### Article

/---

0.8 Chemical bonding and molecular energy levels  (Page 7/7)

This is depicted in Fig. 5 in what is called a “molecular orbital energy diagram.” Each pair of atomic orbitals, one from each atom, is overlapped to form a bonding and an anti-bonding orbital. The three 2p orbitals from each atom form one $\sigma$ and ${\sigma }^{\mathrm{*}}$ pair and two $\pi$ and ${\pi }^{\mathrm{*}}$ pairs. The lowering of the energies of the electrons in the $\sigma$ and $\pi$ orbitals is apparent. The ten n=2 electrons from the nitrogen atoms are then placed pairwise, in order of increasing energy, into these molecular orbitals. Note that, in agreement with the Pauli Exclusion Principle, each pair in a single orbital consists of one spin up and one spin down electron.

Recall now that we began the discussion of bonding in $N_2$ because of the curious result that the ionization energy of an electron in $F_2$ is less than that of an electron in an F atom. By comparing the molecular orbital energy level diagrams for $N_2$ and $F_2$ we are now prepared to answer this puzzle. There are five p electrons in each fluorine atom. These ten electrons must be distributed over the molecular orbitals whose energies are shown in Fig. 6. (Note that the ordering of the bonding 2p orbitals differ between $N_2$ and $F_2$ .) We place two electrons in the $\sigma$ orbital, four more in the two ${\pi }^{}$ orbitals, and four more in the two ${\pi }^{\mathrm{*}}$ orbitals. Overall, there are six electrons in bonding orbitals and four in anti-bonding orbitals. Since $F_2$ is a stable molecule, we must conclude that the lowering of energy for the electrons in the bonding orbitals is greater than the raising of energy for the electrons in the antibonding orbitals. Overall, this distribution of electrons is, net, equivalent to having two electrons paired in a single bonding orbital.

This also explains why the ionization energy of $F_2$ is less than that of an F atom. The electron with the highest energy requires the least energy to remove from the molecule or atom. The molecular orbital energy diagram in Fig. 6 clearly shows that the highest energy electrons in $F_2$ are in anti-bonding orbitals. Therefore, one of these electrons is easier to remove than an electron in an atomic 2p orbital, because the energy of an anti-bonding orbital is higher than that of the atomic orbitals. (Recall that this is why an anti-bonding orbital is, indeed, anti-bonding.) Therefore, the ionization energy of molecular fluorine is less than that of atomic fluorine. This clearly demonstrates the physical reality and importance of the anti-bonding orbitals.

A particularly interesting case is the oxygen molecule, $O_2$ . In completing the molecular orbital energy level diagram for oxygen, we discover that we must decide whether to pair the last two electrons in the same ${\mathrm{2p\pi }}^{\mathrm{*}}$ orbital, or whether they should be separated into different ${\mathrm{2p\pi }}^{\mathrm{*}}$ orbitals. To determine which, we note that oxygen molecules are paramagnetic, meaning that they are strongly attracted to a magnetic field. To account for this paramagnetism, we recall that electron spin is a magnetic property. In most molecules, all electrons are paired, so for each “spin up” electron there is a “spin down” electron and their magnetic fields cancel out. When all electrons are paired, the molecule is diamagnetic meaning that it responds only weakly to a magnetic field.

\---

### Given entries
/---

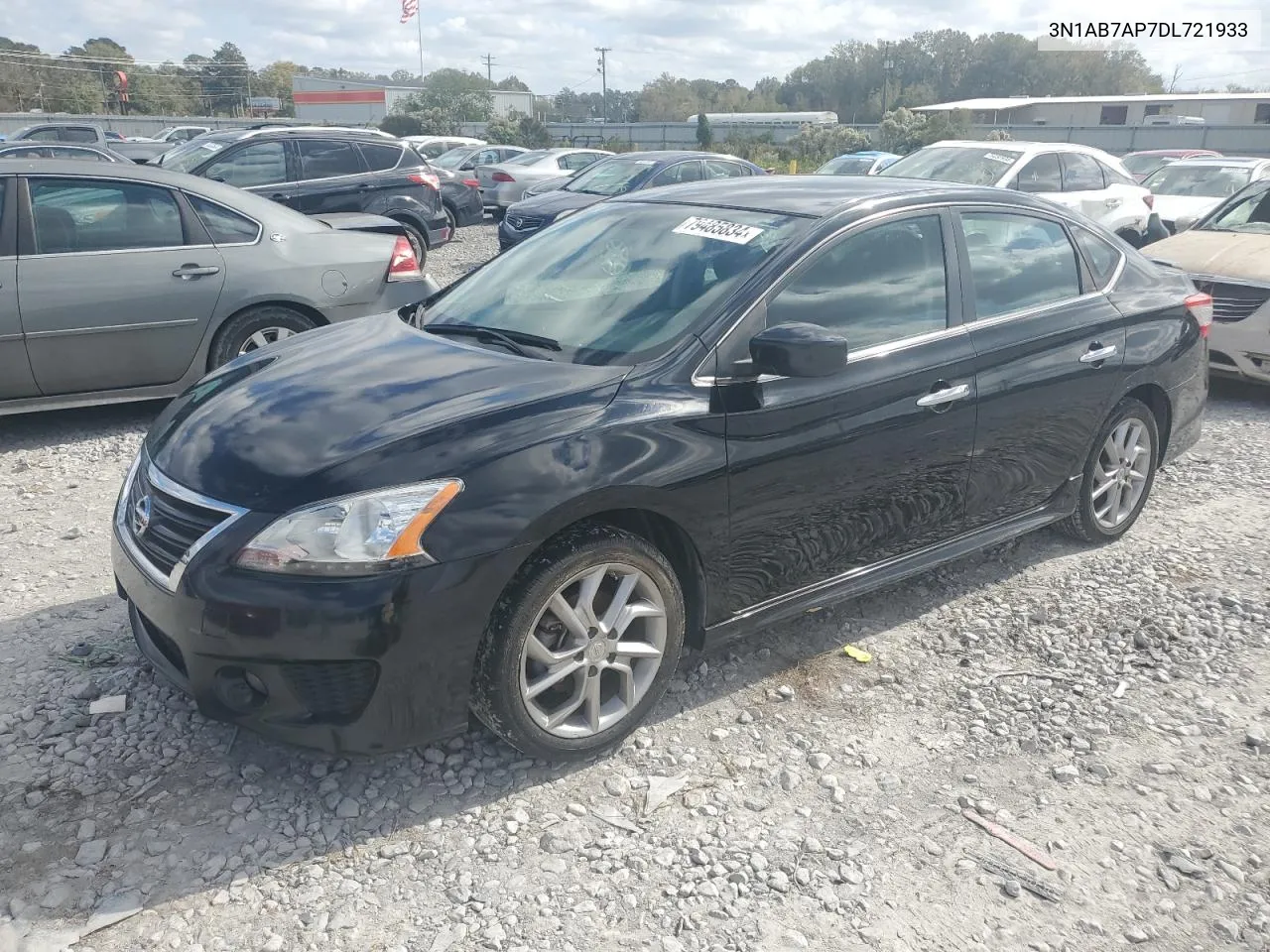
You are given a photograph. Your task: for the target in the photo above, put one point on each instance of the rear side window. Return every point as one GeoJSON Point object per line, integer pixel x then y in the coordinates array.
{"type": "Point", "coordinates": [327, 159]}
{"type": "Point", "coordinates": [1017, 262]}
{"type": "Point", "coordinates": [874, 287]}
{"type": "Point", "coordinates": [225, 226]}
{"type": "Point", "coordinates": [77, 214]}
{"type": "Point", "coordinates": [1098, 254]}
{"type": "Point", "coordinates": [1080, 173]}
{"type": "Point", "coordinates": [380, 158]}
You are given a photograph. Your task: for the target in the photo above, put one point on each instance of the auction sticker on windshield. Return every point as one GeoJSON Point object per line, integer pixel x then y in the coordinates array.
{"type": "Point", "coordinates": [719, 230]}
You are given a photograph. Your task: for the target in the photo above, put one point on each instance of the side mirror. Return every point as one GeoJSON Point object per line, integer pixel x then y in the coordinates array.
{"type": "Point", "coordinates": [798, 350]}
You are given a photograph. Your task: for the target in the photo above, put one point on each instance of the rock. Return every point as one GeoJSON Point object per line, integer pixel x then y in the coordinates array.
{"type": "Point", "coordinates": [348, 809]}
{"type": "Point", "coordinates": [91, 853]}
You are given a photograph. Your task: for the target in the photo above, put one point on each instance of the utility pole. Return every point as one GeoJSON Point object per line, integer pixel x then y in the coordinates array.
{"type": "Point", "coordinates": [602, 68]}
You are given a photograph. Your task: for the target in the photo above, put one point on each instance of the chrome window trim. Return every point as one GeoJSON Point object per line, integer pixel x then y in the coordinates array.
{"type": "Point", "coordinates": [702, 379]}
{"type": "Point", "coordinates": [158, 480]}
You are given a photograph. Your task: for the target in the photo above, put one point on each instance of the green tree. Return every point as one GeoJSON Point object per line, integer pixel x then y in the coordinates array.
{"type": "Point", "coordinates": [705, 135]}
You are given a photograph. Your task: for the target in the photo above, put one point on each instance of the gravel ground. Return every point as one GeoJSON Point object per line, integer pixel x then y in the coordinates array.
{"type": "Point", "coordinates": [1109, 705]}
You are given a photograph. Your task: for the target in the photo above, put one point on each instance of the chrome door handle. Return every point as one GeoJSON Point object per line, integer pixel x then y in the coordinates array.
{"type": "Point", "coordinates": [1097, 354]}
{"type": "Point", "coordinates": [945, 397]}
{"type": "Point", "coordinates": [193, 271]}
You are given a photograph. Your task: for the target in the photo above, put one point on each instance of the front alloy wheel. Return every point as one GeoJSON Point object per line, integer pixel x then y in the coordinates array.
{"type": "Point", "coordinates": [1118, 475]}
{"type": "Point", "coordinates": [580, 647]}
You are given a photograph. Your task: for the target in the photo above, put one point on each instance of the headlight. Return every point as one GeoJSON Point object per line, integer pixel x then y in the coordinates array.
{"type": "Point", "coordinates": [356, 535]}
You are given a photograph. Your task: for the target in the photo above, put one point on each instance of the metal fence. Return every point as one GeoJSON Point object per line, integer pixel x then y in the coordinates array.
{"type": "Point", "coordinates": [1229, 140]}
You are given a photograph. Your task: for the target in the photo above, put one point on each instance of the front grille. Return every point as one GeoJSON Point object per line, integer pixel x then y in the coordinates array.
{"type": "Point", "coordinates": [1233, 302]}
{"type": "Point", "coordinates": [333, 690]}
{"type": "Point", "coordinates": [175, 525]}
{"type": "Point", "coordinates": [525, 222]}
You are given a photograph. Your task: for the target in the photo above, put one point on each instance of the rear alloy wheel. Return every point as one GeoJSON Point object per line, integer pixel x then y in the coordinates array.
{"type": "Point", "coordinates": [1118, 475]}
{"type": "Point", "coordinates": [581, 648]}
{"type": "Point", "coordinates": [253, 329]}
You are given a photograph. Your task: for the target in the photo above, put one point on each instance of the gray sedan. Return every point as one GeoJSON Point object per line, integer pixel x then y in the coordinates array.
{"type": "Point", "coordinates": [126, 282]}
{"type": "Point", "coordinates": [503, 184]}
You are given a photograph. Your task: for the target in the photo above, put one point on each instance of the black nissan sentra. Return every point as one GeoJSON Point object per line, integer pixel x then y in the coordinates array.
{"type": "Point", "coordinates": [679, 416]}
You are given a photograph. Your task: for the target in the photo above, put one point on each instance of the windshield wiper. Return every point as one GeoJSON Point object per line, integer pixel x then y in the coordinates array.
{"type": "Point", "coordinates": [511, 339]}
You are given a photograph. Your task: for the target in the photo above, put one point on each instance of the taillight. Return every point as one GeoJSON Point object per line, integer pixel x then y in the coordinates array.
{"type": "Point", "coordinates": [1201, 306]}
{"type": "Point", "coordinates": [403, 266]}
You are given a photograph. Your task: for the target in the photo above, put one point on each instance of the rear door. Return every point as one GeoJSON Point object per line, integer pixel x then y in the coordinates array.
{"type": "Point", "coordinates": [118, 284]}
{"type": "Point", "coordinates": [1049, 358]}
{"type": "Point", "coordinates": [16, 377]}
{"type": "Point", "coordinates": [334, 177]}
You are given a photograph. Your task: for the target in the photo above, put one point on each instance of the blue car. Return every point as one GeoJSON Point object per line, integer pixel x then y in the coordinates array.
{"type": "Point", "coordinates": [869, 163]}
{"type": "Point", "coordinates": [617, 176]}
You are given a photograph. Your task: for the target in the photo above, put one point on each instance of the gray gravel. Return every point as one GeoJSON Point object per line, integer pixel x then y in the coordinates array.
{"type": "Point", "coordinates": [1110, 705]}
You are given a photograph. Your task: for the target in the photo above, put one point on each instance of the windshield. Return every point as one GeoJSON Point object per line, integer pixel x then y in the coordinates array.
{"type": "Point", "coordinates": [617, 284]}
{"type": "Point", "coordinates": [847, 166]}
{"type": "Point", "coordinates": [190, 154]}
{"type": "Point", "coordinates": [1199, 180]}
{"type": "Point", "coordinates": [453, 158]}
{"type": "Point", "coordinates": [612, 177]}
{"type": "Point", "coordinates": [1247, 212]}
{"type": "Point", "coordinates": [964, 164]}
{"type": "Point", "coordinates": [1146, 164]}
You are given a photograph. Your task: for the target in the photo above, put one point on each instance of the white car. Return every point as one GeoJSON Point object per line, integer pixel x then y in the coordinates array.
{"type": "Point", "coordinates": [1083, 179]}
{"type": "Point", "coordinates": [1191, 188]}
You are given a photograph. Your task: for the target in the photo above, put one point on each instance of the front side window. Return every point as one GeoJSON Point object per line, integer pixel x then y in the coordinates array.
{"type": "Point", "coordinates": [72, 214]}
{"type": "Point", "coordinates": [617, 284]}
{"type": "Point", "coordinates": [225, 226]}
{"type": "Point", "coordinates": [327, 159]}
{"type": "Point", "coordinates": [257, 164]}
{"type": "Point", "coordinates": [969, 166]}
{"type": "Point", "coordinates": [1080, 173]}
{"type": "Point", "coordinates": [1017, 262]}
{"type": "Point", "coordinates": [873, 287]}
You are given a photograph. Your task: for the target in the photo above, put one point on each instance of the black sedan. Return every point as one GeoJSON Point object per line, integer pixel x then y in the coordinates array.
{"type": "Point", "coordinates": [619, 176]}
{"type": "Point", "coordinates": [680, 416]}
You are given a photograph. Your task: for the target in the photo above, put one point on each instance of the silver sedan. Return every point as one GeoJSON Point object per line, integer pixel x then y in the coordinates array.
{"type": "Point", "coordinates": [503, 184]}
{"type": "Point", "coordinates": [127, 282]}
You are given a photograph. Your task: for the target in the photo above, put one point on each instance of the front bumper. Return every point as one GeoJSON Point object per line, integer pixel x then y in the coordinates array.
{"type": "Point", "coordinates": [344, 665]}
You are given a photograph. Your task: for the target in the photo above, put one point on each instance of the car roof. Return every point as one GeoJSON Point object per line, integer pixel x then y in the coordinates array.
{"type": "Point", "coordinates": [818, 195]}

\---

### Stated exercise 1
List every molecule that the chemical bonding section names, giving each by its formula.
### Stated exercise 2
Reproduce, word for word, the stretch of the chemical bonding section from "This is depicted" through "spin down electron.".

### Task solution 1
N2, F2, O2

### Task solution 2
This is depicted in Fig. 5 in what is called a “molecular orbital energy diagram.” Each pair of atomic orbitals, one from each atom, is overlapped to form a bonding and an anti-bonding orbital. The three 2p orbitals from each atom form one $\sigma$ and ${\sigma }^{\mathrm{*}}$ pair and two $\pi$ and ${\pi }^{\mathrm{*}}$ pairs. The lowering of the energies of the electrons in the $\sigma$ and $\pi$ orbitals is apparent. The ten n=2 electrons from the nitrogen atoms are then placed pairwise, in order of increasing energy, into these molecular orbitals. Note that, in agreement with the Pauli Exclusion Principle, each pair in a single orbital consists of one spin up and one spin down electron.